# What you should do
Output each record below exactly. No images go in the copy.

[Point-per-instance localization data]
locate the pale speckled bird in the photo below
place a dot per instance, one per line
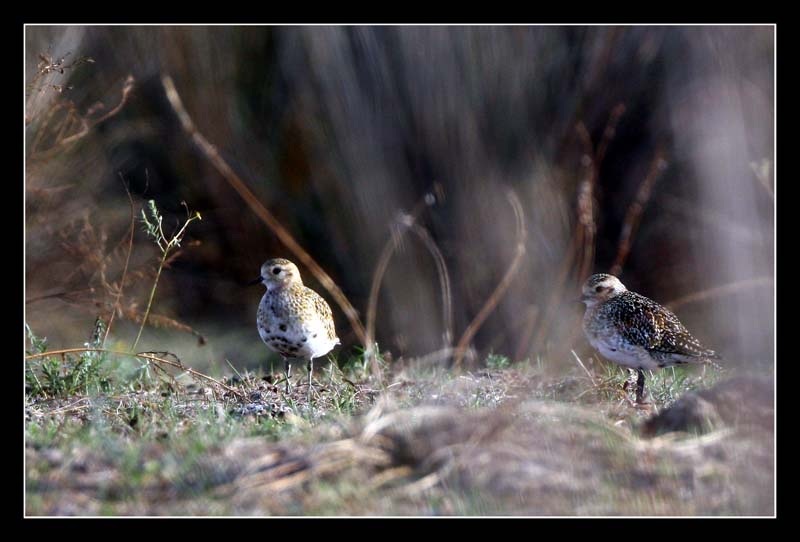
(635, 331)
(293, 320)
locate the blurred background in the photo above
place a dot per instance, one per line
(645, 151)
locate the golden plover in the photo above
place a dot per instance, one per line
(635, 331)
(293, 320)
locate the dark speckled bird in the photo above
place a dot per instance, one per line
(293, 320)
(635, 331)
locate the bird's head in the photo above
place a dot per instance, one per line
(277, 273)
(601, 287)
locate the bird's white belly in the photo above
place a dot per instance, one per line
(633, 357)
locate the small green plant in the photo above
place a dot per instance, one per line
(52, 376)
(153, 228)
(496, 361)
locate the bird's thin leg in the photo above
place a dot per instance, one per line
(640, 387)
(310, 370)
(288, 368)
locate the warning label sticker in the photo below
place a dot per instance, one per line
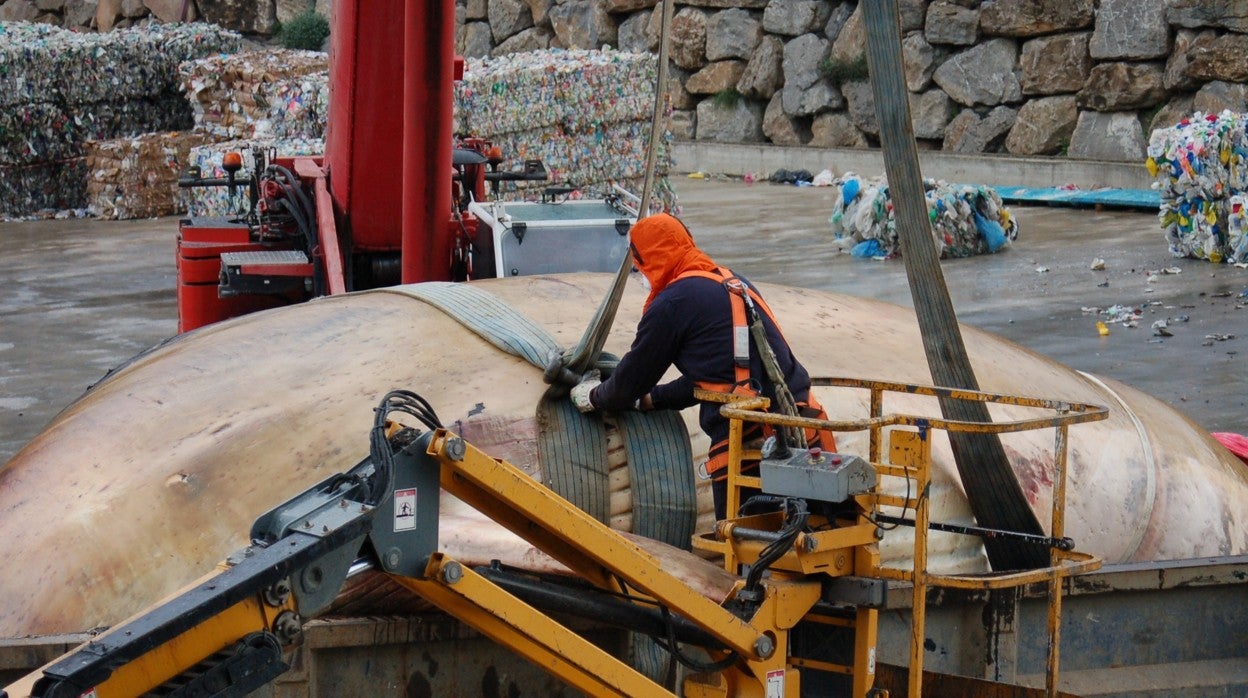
(404, 510)
(775, 683)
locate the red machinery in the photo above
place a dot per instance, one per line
(386, 204)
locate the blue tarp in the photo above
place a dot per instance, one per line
(1145, 199)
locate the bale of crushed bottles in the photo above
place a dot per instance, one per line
(1201, 171)
(585, 114)
(966, 220)
(265, 95)
(61, 89)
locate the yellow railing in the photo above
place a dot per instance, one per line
(910, 457)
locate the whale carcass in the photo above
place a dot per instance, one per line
(157, 472)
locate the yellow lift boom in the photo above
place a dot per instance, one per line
(811, 558)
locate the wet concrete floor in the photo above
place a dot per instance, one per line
(84, 296)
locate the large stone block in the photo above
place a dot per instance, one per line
(106, 14)
(834, 129)
(1186, 41)
(836, 20)
(740, 122)
(1218, 96)
(794, 18)
(1130, 30)
(970, 132)
(583, 24)
(981, 75)
(764, 73)
(919, 61)
(1170, 115)
(731, 34)
(851, 40)
(860, 106)
(541, 10)
(1192, 14)
(951, 24)
(1043, 126)
(247, 16)
(1108, 136)
(164, 10)
(911, 14)
(1051, 65)
(1033, 18)
(1224, 59)
(633, 35)
(930, 113)
(725, 4)
(683, 125)
(677, 91)
(781, 129)
(619, 6)
(688, 36)
(532, 39)
(508, 18)
(806, 101)
(477, 39)
(79, 14)
(1122, 86)
(286, 10)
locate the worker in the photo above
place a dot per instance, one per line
(694, 314)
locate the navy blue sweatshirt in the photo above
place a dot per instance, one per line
(690, 325)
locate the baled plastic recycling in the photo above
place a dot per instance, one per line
(1201, 172)
(966, 220)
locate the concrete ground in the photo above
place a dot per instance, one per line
(84, 296)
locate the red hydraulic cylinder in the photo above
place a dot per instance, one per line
(428, 55)
(363, 149)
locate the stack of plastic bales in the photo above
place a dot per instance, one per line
(137, 177)
(220, 201)
(584, 114)
(60, 89)
(1201, 171)
(263, 95)
(275, 100)
(966, 220)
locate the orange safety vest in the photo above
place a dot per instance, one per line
(743, 382)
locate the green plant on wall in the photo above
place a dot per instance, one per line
(840, 70)
(728, 99)
(307, 30)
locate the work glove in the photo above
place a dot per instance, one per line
(580, 391)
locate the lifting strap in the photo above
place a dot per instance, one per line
(572, 447)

# Task output
locate the pale speckled bird in the photo below
place a dot per instance, one per line
(635, 331)
(293, 320)
locate the blurred background in the photo above
place a dot per instance, one per line
(645, 151)
locate the golden plover in the photo above
place a dot per instance, one per line
(635, 331)
(293, 320)
locate the dark speckled bird in the photo above
place a dot per instance, one per line
(293, 320)
(635, 331)
locate the bird's head in the photo above
place a dot per instance, one per line
(277, 273)
(601, 287)
locate the bird's white belly in the photo above
place a dot per instance, one per line
(633, 357)
locate the small green plant in the photo above
place a dot per instance, one per line
(52, 376)
(153, 228)
(496, 361)
locate the bird's thin leg in the photo above
place a dot per instance, one per line
(640, 387)
(310, 370)
(288, 368)
locate the warning label sticker in the photo below
place a dot per instance, one per line
(404, 510)
(775, 683)
locate the red machinery in the photo above
place a dot per instance, one per line
(386, 204)
locate the blue tarp in the photo above
place a dot per instance, one per line
(1145, 199)
locate the bale of crushed bottles in the photo above
place a dot per instance, one per line
(1201, 171)
(585, 114)
(966, 220)
(265, 95)
(61, 89)
locate the yellow railing in the photo above
place a dot per instance, one per line
(910, 457)
locate the whale carcass in the photo above
place a dot per instance, one per line
(157, 472)
locate the yellow lift boom in the photo above
place a dot per instance, one per line
(811, 558)
locate the wet concrete floor in the photo above
place a dot per instance, one per line
(84, 296)
locate the large stone block in the photo above
place a dot per instance, one per line
(106, 14)
(834, 129)
(1186, 41)
(836, 20)
(740, 122)
(1218, 96)
(794, 18)
(1130, 30)
(970, 132)
(583, 24)
(981, 75)
(764, 73)
(919, 61)
(1170, 115)
(731, 34)
(851, 40)
(860, 106)
(541, 10)
(1192, 14)
(951, 24)
(1043, 126)
(247, 16)
(1108, 136)
(164, 10)
(911, 14)
(1051, 65)
(1033, 18)
(1224, 59)
(633, 35)
(930, 113)
(725, 4)
(683, 125)
(677, 91)
(781, 129)
(619, 6)
(688, 36)
(532, 39)
(508, 18)
(806, 101)
(477, 39)
(79, 14)
(1122, 86)
(286, 10)
locate the worker in the photo above
place a dot per instance, one per line
(694, 314)
locate the navy blue sweatshirt in the photo above
place a dot per instance, one per line
(690, 325)
locate the baled plastic recycling in the photo above
place a dot per instance, one per line
(1201, 172)
(966, 220)
locate the concrete ground in the photo above
place a dot per instance, one per line
(84, 296)
locate the red hydraulic cylinder in the photo above
place a dot per instance, one per line
(428, 55)
(363, 149)
locate the stack of plastic bales in the photo above
place a dot per instance, one per line
(137, 177)
(220, 201)
(584, 114)
(60, 89)
(1201, 171)
(263, 95)
(275, 100)
(966, 220)
locate the orange safety vest in the photo above
place a dot per instance, one per line
(743, 382)
locate the green plant on wall in the photo above
place a dot per instance, one per line
(840, 70)
(728, 99)
(307, 30)
locate the work glove in the photo above
place a dot per instance, one per line
(580, 391)
locate the lifting strap in the photo above
place a dot per instance, one per line
(572, 447)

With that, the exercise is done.